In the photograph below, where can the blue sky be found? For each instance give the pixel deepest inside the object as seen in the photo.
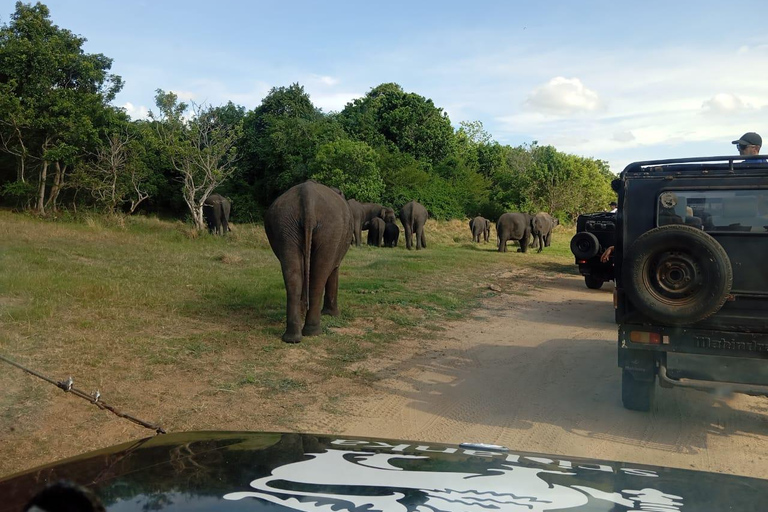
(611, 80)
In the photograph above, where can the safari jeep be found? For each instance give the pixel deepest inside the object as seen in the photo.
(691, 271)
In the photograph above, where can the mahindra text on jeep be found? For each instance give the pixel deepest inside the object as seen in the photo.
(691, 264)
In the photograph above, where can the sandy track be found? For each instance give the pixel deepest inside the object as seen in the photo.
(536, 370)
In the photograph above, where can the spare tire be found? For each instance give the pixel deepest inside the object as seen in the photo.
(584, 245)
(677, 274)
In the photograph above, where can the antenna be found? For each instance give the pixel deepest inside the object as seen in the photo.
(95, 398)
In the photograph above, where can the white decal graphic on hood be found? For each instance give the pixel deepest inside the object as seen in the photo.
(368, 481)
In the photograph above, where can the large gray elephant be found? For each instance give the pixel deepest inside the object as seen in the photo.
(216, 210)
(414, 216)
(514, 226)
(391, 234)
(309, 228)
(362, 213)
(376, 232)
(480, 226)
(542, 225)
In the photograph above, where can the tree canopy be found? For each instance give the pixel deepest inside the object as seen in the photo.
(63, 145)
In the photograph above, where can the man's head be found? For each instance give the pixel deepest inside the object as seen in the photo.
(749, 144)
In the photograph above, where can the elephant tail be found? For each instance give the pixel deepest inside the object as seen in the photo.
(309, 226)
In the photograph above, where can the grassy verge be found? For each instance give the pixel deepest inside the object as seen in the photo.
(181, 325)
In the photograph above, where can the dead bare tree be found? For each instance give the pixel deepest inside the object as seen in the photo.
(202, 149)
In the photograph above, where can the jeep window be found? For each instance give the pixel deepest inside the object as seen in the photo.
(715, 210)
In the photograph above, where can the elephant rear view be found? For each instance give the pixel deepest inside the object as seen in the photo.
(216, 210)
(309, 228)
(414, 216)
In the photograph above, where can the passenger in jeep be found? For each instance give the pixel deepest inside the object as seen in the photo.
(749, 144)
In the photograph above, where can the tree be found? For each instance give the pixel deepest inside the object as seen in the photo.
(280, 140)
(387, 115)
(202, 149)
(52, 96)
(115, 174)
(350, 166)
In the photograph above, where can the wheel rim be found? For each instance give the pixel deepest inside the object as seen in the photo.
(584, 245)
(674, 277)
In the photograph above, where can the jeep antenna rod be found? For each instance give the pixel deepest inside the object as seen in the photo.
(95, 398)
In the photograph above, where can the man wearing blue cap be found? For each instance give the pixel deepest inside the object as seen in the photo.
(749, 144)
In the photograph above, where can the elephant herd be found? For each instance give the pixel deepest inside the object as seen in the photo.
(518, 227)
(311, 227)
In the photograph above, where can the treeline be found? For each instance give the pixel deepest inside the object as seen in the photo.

**What is required**
Lay out every line of the records above as a numbered list, with no blank lines and no pictures.

**Full output**
1. In the photograph below, where can the blue sky be found? For each instance give the pixel deepest inside the object as seen in the photo.
2. (611, 80)
3. In the photograph above, where can the safari jeep be found? For each instance give the pixel deepest inside the object as seen in the photo.
4. (691, 271)
5. In the photograph above, where can the mahindra text on jeep be found? For each instance give the pixel deepest inside the object as seen in the photo.
6. (691, 264)
7. In the photograph above, where can the sandy track be found? For each instance give the pixel deepest inside the object as seen in the photo.
8. (536, 370)
9. In the photograph above, where can the spare tire be found? For each instance give the pixel deepest inside the object as seen in the photo.
10. (584, 245)
11. (677, 274)
12. In the photograph above, where can the antenna be found? For each instance give the pixel deepest inside the object as seen in the photo.
13. (95, 398)
14. In the photograph above, where can the white decal graphic on hood be found? For each instance give the pixel deepest inside the object as seen in the photo.
15. (368, 481)
16. In the photograph above, where can the large gray elephant be found? For each instance give the pixel deepest inside the object as seen in the photo.
17. (216, 210)
18. (414, 216)
19. (514, 226)
20. (391, 234)
21. (309, 228)
22. (362, 213)
23. (376, 232)
24. (480, 226)
25. (542, 225)
26. In the photograph above, where can the tree canopy be found? For each instance give the pixel deepest inside the object as seen in the photo.
27. (63, 145)
28. In the photograph above, where can the man's head be found? For each instance give the pixel deepest inside the object as seen in the photo.
29. (749, 144)
30. In the photograph above, where can the elephant tail be found? For each instance give the pixel deepest inside the object as seen in the photo.
31. (309, 226)
32. In the photograph above, where can the grassy verge be found? For each instance give the pixel deepest inside the object as seen in the photo.
33. (181, 325)
34. In the photograph above, where can the dead bare tree be found? For each instance give the pixel deepest inside the object as seen in the photo.
35. (202, 149)
36. In the photograph above, where can the jeep window be found? For each instance give the pixel deepest inside the object as seen in the photo.
37. (715, 210)
38. In the photograph above, where can the elephant rear view be found? For each instance give the pixel deepest inside the object as seen in the photo.
39. (216, 210)
40. (309, 228)
41. (414, 216)
42. In the photograph above, where can the passenger in jeep be found? For each instance give the pixel deepest inside the object as seen in the photo.
43. (749, 144)
44. In the photograph above, where can the tree be found? For each instance give the pixel deepest inside the object as seen in the photo.
45. (280, 140)
46. (387, 115)
47. (202, 149)
48. (52, 96)
49. (115, 174)
50. (350, 166)
51. In the photograph above, where can the wheel rim be found? For each instance give the pixel deepest inside the object as seen in the photo.
52. (584, 245)
53. (674, 277)
54. In the photograph above, where can the jeep antenna rod be found? For each instance give the pixel deepest inside the object as seen in the photo.
55. (95, 398)
56. In the photograph above, where can the man wearing blue cap be found? For each instance give the pixel deepest inside the object as seen in the photo.
57. (749, 144)
58. In the photograph above, where can the elephant herd be found? For each instance give the pixel deepest inside the object as seen in the photo.
59. (518, 227)
60. (311, 227)
61. In the photograph above, where can the treeline be found? For each instance give the pixel deepest inside the object as seen in the photo.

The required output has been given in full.